Lista de tarefas =>
1. Responda às perguntas abaixo com base no texto sobre a economia.
(a) Em que patamar o Copom manteve os juros na reunião de 19 de junho?
(b) Qual crescimento para este ano o Boletim Focus projeta?
(c) Em que ano nasceu o PAC?
2. Reescreva a listagem do início até a linha que contém "M 87 5 L 77", inclusive, trocando "green leaf" por "young leaf" e mantendo todo o resto igual. Deixe as imagens fora da resposta.

O empresariado contrata funcionários, "mas o investimento está caindo". "É como fazer um bolo", compara a professora. "Em vez de dobrar todos os ingredientes para ele crescer, só estão dobrando o fermento [contratações]. Quando outras pressões chegarem, esse bolo vai murchar."

Círculo vicioso ou virtuoso. O governo incentiva, por exemplo, os investimentos no PAC, o programa de infraestrutura que nasceu no segundo governo Lula, em 2007. Mas os juros altos, mantidos pelo Copom em 10,5% na reunião de 19 de junho, afastam investidores. Ironicamente, a alta do emprego preocupa agentes do mercado porque incentiva o consumo e pode impactar a inflação. Assim, os juros precisam ficar altos para segurar o índice.

O crescimento da economia já começou a diminuir. O Boletim Focus projeta crescimento de 2% este ano, e mesmo a projeção de 2,3% do Banco Central é inferior ao desempenho do ano passado (2,9%), puxado pelo agronegócio, que neste ano foi afetado pelo desastre no Rio Grande do Sul.

Listagem =>
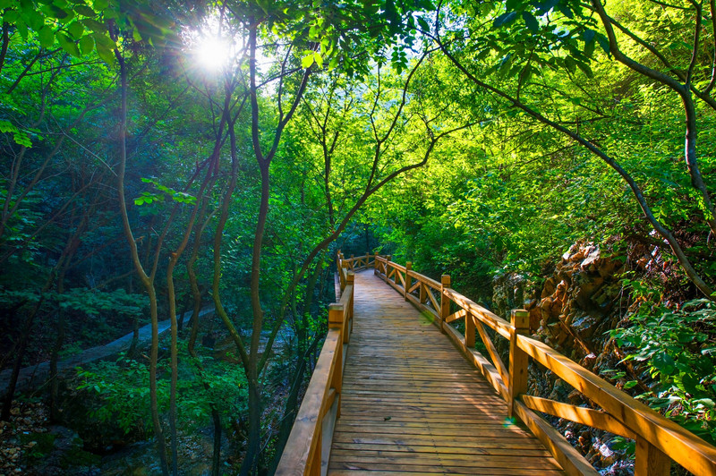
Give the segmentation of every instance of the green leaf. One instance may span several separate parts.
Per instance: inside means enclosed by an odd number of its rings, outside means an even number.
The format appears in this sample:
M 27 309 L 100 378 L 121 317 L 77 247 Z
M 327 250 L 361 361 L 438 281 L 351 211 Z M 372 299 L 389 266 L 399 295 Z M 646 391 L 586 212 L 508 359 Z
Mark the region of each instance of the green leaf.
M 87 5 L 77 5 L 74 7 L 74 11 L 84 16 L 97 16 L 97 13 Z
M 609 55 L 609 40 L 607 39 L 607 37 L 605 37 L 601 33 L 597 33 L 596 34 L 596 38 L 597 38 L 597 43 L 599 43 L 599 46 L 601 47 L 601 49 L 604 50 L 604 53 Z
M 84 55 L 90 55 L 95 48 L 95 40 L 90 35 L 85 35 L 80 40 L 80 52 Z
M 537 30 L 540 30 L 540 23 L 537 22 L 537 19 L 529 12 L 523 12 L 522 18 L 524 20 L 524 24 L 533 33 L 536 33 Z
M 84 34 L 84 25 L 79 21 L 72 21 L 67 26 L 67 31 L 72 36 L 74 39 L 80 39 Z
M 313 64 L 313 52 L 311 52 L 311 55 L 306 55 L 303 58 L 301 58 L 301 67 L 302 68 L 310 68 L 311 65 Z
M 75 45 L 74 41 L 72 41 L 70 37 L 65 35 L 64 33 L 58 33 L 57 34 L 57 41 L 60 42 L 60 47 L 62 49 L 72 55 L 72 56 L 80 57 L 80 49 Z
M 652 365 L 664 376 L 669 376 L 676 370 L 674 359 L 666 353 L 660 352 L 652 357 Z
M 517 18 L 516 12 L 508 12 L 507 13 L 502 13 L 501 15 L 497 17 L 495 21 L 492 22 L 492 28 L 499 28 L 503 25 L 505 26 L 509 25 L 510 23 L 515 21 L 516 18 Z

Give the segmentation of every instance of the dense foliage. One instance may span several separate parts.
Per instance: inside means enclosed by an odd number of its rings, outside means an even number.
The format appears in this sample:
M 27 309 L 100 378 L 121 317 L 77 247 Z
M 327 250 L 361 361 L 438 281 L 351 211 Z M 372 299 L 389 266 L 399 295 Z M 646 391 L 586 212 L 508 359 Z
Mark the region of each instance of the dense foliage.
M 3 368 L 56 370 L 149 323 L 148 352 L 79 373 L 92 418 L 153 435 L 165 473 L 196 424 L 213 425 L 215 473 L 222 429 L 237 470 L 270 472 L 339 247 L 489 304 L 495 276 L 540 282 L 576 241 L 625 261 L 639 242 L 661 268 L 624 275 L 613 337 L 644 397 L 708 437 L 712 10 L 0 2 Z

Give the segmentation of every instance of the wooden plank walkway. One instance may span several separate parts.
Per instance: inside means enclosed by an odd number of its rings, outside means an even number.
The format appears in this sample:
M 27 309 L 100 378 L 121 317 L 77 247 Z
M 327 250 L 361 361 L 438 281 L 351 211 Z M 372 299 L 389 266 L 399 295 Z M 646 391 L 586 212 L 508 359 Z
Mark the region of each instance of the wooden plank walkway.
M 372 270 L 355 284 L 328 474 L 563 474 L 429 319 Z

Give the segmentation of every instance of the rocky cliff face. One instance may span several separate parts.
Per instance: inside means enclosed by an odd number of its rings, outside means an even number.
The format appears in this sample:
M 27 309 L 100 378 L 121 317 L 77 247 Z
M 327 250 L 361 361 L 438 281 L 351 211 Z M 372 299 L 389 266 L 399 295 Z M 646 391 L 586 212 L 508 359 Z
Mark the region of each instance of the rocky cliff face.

Respostas do exercício =>
1.
(a) 10,5%.
(b) 2%.
(c) 2007.

2.
Give the segmentation of every instance of the young leaf. One instance may span several separate parts.
Per instance: inside means enclosed by an odd number of its rings, outside means an even number.
The format appears in this sample:
M 27 309 L 100 378 L 121 317 L 77 247 Z
M 327 250 L 361 361 L 438 281 L 351 211 Z M 372 299 L 389 266 L 399 295 Z M 646 391 L 586 212 L 508 359 Z
Mark the region of each instance of the young leaf.
M 87 5 L 77 5 L 74 7 L 74 11 L 84 16 L 97 16 L 97 13 Z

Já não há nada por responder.